▸ Consigne
Recopiez à l'identique toutes les entrées ci-dessous, ligne par ligne, sans rien modifier.
═════ Jeu de données ═════
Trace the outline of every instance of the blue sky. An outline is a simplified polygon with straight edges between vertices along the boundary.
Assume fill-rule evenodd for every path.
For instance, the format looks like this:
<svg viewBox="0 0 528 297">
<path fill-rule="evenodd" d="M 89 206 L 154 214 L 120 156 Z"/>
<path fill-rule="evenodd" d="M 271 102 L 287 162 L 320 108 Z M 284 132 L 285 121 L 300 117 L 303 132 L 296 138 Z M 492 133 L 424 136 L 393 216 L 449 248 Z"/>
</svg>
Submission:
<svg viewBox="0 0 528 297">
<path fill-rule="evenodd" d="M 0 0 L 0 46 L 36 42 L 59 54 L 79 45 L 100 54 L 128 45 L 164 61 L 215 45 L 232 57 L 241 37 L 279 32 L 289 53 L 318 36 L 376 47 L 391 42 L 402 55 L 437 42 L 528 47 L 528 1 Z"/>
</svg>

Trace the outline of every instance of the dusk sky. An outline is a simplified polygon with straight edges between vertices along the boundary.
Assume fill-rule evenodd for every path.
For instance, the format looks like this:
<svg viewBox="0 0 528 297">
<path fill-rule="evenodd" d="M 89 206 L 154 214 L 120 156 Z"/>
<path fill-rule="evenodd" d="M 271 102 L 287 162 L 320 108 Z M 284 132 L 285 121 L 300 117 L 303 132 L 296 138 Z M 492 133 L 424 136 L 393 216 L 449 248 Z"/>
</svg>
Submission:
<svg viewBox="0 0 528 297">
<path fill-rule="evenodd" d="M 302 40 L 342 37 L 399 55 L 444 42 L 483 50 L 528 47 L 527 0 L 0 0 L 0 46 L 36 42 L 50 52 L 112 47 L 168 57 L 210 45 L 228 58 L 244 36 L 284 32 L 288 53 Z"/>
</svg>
═════
▸ Corrigé
Trace the outline of every instance of the blue sky. An outline is a simplified polygon with straight edges between vertices along the boundary.
Assume fill-rule evenodd for every path.
For instance, the format looks like this:
<svg viewBox="0 0 528 297">
<path fill-rule="evenodd" d="M 89 206 L 154 214 L 120 156 Z"/>
<path fill-rule="evenodd" d="M 271 102 L 287 162 L 320 108 Z M 284 132 L 285 121 L 300 117 L 303 132 L 296 138 Z M 492 133 L 424 136 L 393 216 L 449 248 Z"/>
</svg>
Submission:
<svg viewBox="0 0 528 297">
<path fill-rule="evenodd" d="M 0 0 L 0 46 L 36 42 L 59 54 L 79 45 L 100 54 L 128 45 L 164 61 L 215 45 L 232 57 L 241 37 L 279 32 L 289 53 L 318 36 L 376 47 L 391 42 L 402 55 L 437 42 L 528 47 L 528 1 Z"/>
</svg>

Trace the outline of every instance of the dusk sky. An outline is a simplified polygon with straight edges between vertices along the boundary.
Assume fill-rule evenodd for every path.
For instance, the format looks like this:
<svg viewBox="0 0 528 297">
<path fill-rule="evenodd" d="M 89 206 L 154 214 L 120 156 Z"/>
<path fill-rule="evenodd" d="M 271 102 L 287 162 L 320 108 Z M 284 132 L 285 121 L 300 117 L 303 132 L 296 138 Z M 492 133 L 424 136 L 393 216 L 449 248 Z"/>
</svg>
Submission:
<svg viewBox="0 0 528 297">
<path fill-rule="evenodd" d="M 302 40 L 342 37 L 399 55 L 444 42 L 483 50 L 528 47 L 527 0 L 0 0 L 0 46 L 36 42 L 50 52 L 112 47 L 168 57 L 210 45 L 228 58 L 244 36 L 284 32 L 288 53 Z"/>
</svg>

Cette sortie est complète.